Data provided —
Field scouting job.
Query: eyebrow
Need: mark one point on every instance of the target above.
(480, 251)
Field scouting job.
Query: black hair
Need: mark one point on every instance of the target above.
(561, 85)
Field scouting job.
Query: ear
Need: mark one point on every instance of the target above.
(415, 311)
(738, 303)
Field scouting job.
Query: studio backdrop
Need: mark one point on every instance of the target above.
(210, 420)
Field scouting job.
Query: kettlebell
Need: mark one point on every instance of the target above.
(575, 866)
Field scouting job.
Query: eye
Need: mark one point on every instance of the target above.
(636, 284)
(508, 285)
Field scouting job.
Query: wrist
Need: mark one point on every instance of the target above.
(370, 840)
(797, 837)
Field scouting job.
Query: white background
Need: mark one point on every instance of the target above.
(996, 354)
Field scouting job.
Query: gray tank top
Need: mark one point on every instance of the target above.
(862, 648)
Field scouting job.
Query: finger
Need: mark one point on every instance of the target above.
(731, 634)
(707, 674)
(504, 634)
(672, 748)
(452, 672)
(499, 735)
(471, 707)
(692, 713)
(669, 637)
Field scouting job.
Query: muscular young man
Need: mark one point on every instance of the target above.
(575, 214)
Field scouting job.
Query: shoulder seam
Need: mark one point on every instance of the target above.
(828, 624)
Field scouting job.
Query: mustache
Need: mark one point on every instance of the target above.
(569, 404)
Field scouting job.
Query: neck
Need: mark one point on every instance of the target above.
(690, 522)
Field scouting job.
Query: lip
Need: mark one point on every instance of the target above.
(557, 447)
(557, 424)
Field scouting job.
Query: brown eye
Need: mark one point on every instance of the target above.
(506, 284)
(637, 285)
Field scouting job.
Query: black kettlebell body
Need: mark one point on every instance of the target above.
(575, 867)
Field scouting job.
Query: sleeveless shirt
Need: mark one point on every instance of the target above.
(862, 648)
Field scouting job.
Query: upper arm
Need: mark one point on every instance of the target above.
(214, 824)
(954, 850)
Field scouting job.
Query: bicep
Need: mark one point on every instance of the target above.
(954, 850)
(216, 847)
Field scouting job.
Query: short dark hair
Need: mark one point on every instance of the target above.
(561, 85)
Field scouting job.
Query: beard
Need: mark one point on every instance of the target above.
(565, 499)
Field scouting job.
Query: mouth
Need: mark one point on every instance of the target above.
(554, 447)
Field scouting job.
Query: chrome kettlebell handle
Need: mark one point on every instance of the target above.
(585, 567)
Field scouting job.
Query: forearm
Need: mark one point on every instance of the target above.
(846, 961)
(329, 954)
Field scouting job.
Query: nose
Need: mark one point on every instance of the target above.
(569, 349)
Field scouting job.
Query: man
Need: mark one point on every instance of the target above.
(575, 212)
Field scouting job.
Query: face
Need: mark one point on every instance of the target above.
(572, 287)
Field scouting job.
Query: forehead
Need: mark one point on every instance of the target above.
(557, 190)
* * *
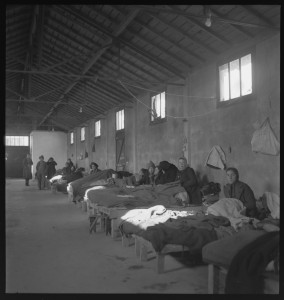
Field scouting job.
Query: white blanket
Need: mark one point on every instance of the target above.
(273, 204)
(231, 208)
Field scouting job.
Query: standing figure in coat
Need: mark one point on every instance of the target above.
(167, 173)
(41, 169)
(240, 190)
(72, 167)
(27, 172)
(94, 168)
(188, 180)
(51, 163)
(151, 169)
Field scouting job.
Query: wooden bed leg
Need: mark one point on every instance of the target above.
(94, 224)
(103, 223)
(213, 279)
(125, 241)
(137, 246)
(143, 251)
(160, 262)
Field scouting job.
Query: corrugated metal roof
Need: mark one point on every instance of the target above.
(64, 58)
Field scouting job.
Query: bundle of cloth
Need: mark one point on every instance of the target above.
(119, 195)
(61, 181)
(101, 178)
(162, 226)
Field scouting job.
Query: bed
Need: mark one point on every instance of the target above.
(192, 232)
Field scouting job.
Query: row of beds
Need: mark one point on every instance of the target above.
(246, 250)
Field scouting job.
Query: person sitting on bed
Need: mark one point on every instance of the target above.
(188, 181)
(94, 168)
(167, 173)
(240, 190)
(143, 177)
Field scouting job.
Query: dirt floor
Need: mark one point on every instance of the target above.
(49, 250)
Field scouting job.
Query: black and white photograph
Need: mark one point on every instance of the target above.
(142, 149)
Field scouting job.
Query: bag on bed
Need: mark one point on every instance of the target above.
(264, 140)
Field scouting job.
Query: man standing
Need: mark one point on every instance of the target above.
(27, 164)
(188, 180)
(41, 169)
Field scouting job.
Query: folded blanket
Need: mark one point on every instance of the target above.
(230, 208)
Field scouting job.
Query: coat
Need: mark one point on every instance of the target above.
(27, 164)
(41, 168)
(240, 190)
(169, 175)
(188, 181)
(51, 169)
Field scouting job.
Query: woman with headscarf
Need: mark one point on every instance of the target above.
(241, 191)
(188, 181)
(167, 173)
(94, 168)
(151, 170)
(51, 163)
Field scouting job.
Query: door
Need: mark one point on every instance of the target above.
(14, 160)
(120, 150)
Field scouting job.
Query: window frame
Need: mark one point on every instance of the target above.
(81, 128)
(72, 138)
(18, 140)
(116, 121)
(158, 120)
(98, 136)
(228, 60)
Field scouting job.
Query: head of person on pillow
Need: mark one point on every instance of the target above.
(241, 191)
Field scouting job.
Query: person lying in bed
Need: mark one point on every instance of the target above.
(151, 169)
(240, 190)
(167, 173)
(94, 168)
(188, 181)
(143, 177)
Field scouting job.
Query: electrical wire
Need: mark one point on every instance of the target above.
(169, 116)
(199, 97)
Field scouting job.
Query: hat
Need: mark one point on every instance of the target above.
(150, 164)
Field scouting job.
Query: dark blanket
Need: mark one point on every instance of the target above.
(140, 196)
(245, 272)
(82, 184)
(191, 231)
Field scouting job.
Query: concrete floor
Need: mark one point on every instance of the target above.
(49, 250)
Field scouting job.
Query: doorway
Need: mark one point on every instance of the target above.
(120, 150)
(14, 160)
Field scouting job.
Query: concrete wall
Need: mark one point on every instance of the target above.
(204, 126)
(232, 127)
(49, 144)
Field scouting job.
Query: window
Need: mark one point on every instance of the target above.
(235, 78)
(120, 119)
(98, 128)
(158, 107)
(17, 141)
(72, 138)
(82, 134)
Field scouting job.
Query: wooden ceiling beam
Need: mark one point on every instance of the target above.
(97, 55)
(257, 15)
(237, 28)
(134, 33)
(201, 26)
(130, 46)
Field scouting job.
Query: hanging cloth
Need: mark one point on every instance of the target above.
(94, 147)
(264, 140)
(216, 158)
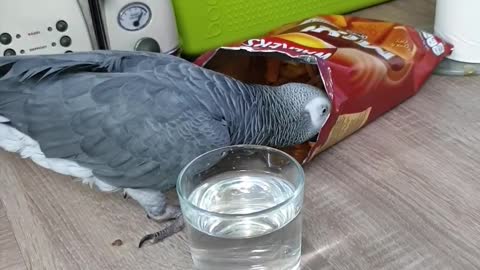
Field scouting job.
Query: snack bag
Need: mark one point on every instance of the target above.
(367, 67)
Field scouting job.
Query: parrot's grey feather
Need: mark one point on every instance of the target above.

Work required — List every line of the material above that contains the string "cloth", treating uppercase and lowercase letters as different.

Full solution —
Query: bundle of cloth
Query: hanging cloth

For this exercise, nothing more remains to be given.